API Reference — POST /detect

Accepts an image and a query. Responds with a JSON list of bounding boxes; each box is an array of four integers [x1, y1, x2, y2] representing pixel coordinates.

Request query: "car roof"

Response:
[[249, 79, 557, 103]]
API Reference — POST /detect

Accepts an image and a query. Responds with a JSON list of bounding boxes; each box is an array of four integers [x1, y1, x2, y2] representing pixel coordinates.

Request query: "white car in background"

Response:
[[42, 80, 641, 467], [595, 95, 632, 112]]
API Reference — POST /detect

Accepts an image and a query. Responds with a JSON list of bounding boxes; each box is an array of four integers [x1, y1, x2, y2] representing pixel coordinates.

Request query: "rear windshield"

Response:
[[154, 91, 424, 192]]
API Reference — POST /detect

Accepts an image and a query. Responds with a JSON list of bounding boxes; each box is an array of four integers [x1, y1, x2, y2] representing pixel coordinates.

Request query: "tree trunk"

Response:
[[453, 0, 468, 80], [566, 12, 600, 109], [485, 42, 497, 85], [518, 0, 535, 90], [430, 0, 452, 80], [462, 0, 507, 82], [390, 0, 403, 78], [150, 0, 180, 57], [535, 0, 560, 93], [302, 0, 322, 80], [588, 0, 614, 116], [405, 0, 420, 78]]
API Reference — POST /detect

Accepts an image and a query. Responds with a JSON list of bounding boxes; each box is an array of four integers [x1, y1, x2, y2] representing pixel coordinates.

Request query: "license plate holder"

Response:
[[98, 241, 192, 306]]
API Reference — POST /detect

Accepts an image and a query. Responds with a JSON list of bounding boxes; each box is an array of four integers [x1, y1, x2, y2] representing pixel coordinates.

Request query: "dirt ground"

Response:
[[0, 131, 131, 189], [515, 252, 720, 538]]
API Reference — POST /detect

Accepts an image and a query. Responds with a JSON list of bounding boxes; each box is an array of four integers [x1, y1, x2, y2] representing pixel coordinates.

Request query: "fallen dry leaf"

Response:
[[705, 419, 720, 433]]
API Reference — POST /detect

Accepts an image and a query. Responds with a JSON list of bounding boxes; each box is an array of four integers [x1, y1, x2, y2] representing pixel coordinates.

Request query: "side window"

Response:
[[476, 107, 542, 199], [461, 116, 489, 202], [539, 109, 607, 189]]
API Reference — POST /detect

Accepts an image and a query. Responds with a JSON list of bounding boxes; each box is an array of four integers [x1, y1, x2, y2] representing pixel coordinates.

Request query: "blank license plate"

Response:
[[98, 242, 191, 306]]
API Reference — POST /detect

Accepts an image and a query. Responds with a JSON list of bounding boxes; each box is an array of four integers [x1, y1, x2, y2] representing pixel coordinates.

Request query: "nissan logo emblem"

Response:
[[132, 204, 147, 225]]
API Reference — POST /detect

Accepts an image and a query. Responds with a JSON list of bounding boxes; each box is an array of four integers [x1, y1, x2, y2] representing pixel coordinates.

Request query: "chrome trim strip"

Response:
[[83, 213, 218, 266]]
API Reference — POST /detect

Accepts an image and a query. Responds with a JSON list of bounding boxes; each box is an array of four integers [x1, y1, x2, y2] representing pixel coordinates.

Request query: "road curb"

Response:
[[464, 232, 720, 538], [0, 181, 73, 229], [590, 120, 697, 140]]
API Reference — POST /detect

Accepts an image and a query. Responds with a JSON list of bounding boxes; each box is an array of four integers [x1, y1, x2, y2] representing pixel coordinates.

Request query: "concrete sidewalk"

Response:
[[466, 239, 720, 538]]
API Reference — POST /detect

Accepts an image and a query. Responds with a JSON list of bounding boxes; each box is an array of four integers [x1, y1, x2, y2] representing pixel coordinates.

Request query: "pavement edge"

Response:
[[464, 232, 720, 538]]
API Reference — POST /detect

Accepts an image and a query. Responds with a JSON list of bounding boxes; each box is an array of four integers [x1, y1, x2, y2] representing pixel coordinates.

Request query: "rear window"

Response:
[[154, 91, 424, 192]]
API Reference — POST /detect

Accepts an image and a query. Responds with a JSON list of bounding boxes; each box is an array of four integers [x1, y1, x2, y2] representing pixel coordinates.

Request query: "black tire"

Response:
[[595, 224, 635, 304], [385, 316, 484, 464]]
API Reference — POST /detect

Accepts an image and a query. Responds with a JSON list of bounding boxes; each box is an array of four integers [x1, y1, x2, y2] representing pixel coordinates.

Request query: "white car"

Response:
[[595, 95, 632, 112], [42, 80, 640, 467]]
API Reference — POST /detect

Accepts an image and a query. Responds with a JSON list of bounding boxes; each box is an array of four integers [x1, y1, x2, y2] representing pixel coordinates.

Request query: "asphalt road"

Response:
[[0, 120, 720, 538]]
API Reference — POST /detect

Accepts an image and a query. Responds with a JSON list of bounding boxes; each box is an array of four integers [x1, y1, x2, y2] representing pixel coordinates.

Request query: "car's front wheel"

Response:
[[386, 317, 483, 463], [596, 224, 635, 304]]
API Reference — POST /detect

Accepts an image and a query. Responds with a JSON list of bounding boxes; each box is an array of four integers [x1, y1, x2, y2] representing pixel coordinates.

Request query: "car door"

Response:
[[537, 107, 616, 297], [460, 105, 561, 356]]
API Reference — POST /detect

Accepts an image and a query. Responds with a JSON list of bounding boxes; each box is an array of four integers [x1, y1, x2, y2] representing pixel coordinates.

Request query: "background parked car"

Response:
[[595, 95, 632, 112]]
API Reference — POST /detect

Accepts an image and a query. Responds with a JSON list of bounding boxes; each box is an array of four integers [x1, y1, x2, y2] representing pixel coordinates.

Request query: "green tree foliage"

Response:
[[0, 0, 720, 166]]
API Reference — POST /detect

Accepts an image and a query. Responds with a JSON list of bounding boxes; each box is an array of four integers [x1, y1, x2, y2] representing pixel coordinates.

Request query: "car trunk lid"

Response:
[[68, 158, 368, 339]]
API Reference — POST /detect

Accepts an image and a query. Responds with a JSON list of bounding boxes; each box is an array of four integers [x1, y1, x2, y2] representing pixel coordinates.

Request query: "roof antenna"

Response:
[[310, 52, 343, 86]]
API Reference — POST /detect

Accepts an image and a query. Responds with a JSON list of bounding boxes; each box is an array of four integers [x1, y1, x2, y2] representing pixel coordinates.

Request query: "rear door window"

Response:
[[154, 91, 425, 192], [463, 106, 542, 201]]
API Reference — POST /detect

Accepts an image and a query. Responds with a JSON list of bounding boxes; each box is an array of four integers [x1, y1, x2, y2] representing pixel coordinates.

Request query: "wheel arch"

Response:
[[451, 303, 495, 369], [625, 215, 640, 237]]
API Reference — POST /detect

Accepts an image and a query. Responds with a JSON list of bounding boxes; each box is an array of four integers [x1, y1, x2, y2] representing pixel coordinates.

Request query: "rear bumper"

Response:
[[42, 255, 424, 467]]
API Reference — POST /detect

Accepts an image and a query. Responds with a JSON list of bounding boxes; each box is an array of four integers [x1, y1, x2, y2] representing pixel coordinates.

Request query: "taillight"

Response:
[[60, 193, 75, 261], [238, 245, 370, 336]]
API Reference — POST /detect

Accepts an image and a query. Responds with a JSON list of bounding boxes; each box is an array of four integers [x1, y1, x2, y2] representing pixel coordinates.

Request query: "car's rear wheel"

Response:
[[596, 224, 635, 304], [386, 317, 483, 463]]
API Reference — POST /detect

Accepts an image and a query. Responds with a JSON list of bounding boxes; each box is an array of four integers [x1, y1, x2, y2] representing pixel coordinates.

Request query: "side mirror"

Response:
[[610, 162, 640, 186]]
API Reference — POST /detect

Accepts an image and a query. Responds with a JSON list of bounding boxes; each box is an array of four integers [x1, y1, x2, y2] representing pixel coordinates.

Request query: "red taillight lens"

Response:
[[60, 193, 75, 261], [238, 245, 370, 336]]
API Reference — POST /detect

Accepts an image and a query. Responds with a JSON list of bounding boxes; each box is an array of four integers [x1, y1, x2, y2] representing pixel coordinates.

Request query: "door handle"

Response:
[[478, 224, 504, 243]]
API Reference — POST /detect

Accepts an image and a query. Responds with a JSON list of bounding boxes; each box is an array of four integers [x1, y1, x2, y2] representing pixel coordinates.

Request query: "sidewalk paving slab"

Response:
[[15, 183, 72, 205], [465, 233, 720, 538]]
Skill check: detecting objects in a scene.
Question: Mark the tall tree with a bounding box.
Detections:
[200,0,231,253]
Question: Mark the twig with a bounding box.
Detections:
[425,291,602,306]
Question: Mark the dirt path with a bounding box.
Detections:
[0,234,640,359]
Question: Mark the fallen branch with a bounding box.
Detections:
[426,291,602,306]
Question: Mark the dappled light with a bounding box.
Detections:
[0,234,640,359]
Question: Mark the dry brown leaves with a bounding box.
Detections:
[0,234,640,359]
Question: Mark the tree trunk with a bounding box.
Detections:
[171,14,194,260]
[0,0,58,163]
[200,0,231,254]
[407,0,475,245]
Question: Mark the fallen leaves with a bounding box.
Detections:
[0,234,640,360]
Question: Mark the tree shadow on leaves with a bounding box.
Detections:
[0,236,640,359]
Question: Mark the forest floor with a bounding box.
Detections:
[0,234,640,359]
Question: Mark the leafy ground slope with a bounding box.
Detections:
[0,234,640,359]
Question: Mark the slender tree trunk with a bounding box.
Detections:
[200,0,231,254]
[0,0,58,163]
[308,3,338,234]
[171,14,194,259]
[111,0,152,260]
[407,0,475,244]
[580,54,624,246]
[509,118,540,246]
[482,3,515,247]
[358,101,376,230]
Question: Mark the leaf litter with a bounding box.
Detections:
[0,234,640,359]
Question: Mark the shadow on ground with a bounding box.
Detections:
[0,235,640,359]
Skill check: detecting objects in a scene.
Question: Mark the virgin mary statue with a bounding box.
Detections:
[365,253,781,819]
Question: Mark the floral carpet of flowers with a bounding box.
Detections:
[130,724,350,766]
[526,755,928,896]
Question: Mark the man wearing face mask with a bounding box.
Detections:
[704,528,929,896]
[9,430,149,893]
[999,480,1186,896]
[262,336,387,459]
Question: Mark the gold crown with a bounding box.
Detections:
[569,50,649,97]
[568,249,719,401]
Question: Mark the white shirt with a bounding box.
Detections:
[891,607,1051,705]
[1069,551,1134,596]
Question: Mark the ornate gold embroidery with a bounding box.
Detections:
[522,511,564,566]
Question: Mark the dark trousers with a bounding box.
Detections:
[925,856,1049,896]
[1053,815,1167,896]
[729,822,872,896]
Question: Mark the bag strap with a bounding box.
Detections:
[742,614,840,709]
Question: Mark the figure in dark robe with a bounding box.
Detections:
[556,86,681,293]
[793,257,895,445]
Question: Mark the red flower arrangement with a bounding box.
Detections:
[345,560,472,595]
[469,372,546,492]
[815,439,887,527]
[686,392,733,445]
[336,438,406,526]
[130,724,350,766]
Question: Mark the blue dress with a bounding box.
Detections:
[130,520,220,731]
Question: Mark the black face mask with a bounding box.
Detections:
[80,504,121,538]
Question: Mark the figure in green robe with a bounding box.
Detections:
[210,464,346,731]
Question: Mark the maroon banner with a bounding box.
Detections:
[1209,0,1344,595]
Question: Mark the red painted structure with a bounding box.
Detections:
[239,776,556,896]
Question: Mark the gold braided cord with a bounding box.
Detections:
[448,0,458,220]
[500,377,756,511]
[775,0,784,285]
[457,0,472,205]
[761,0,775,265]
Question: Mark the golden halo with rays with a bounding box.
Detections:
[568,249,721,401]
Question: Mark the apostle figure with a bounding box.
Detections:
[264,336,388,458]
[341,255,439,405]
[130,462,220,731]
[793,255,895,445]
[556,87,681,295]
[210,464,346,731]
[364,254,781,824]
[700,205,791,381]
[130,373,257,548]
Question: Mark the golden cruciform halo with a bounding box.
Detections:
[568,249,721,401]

========================================

**Instructions to follow:** Reproduce the items above word for word, beginning with the first line and stopping after the line that contains "[[42, 80, 641, 467], [595, 95, 632, 112]]".

**Task response:**
API Reference — POST /detect

Accepts an image and a query. Responds with a JSON list of bounding boxes; each box is an array of four integers [x1, y1, x2, y2] representing pixel coordinates.

Request query: "car roof"

Response:
[[249, 79, 557, 103]]
API Reference — POST /detect

Accepts an image and a query. Responds with a JSON list of bounding boxes; each box is an array of four integers [x1, y1, x2, y2] representing pixel coordinates.

Request query: "white car in background"

Response:
[[42, 80, 641, 467], [595, 95, 632, 112]]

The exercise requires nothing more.